§ **AVAILABLE DATA**:

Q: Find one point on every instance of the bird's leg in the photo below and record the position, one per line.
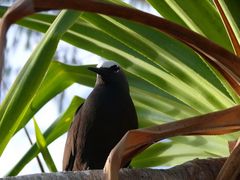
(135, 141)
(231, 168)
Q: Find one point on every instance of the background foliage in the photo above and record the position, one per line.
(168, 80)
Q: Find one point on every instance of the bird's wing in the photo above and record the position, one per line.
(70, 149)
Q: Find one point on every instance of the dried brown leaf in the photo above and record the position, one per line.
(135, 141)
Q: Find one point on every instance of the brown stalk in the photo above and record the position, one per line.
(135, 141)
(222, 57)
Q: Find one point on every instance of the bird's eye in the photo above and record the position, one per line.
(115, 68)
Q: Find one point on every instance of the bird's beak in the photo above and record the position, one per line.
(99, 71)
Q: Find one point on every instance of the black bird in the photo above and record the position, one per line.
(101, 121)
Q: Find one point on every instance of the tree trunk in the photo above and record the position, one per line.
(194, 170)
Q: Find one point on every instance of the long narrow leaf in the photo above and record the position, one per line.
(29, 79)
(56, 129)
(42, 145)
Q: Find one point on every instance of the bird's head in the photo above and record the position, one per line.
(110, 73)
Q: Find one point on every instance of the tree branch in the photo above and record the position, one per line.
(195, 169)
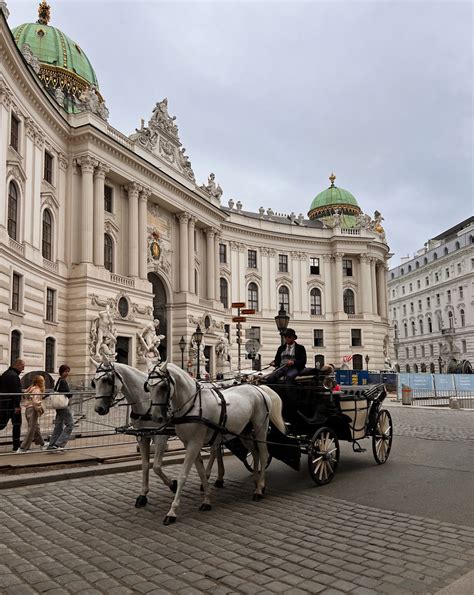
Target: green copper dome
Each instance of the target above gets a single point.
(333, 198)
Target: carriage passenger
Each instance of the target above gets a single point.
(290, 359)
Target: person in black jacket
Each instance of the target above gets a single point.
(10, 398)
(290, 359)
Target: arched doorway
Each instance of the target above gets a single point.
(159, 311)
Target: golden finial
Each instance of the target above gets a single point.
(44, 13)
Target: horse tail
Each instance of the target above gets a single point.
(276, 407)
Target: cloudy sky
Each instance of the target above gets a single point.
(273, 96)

§ **TASK PROMPT**:
Starting at the row containing "Target: green copper dome" and ending at the last row, write out those rows again, requests included. Multiply every point coordinate in the answers by 1.7 and round each to the nearest whole number, rounding halves up.

§ **OUTPUT FOR THIS EXERCISE**:
Target: green copper dome
Each instance of the target above gets a single point.
(566, 337)
Target: carriage passenger
Each instance of the target above gets a single point.
(493, 610)
Target: person in black jacket
Each instance of the target above gets a single point.
(17, 677)
(493, 610)
Target: arched doorway
Each instance of the target above gets a single point.
(270, 529)
Target: golden finial
Each instance of the target above gets a single point.
(75, 22)
Target: horse tail
Each instance of the target above gets a single point.
(469, 692)
Target: cloudy sky
Each instance of the target above gets a single point.
(464, 163)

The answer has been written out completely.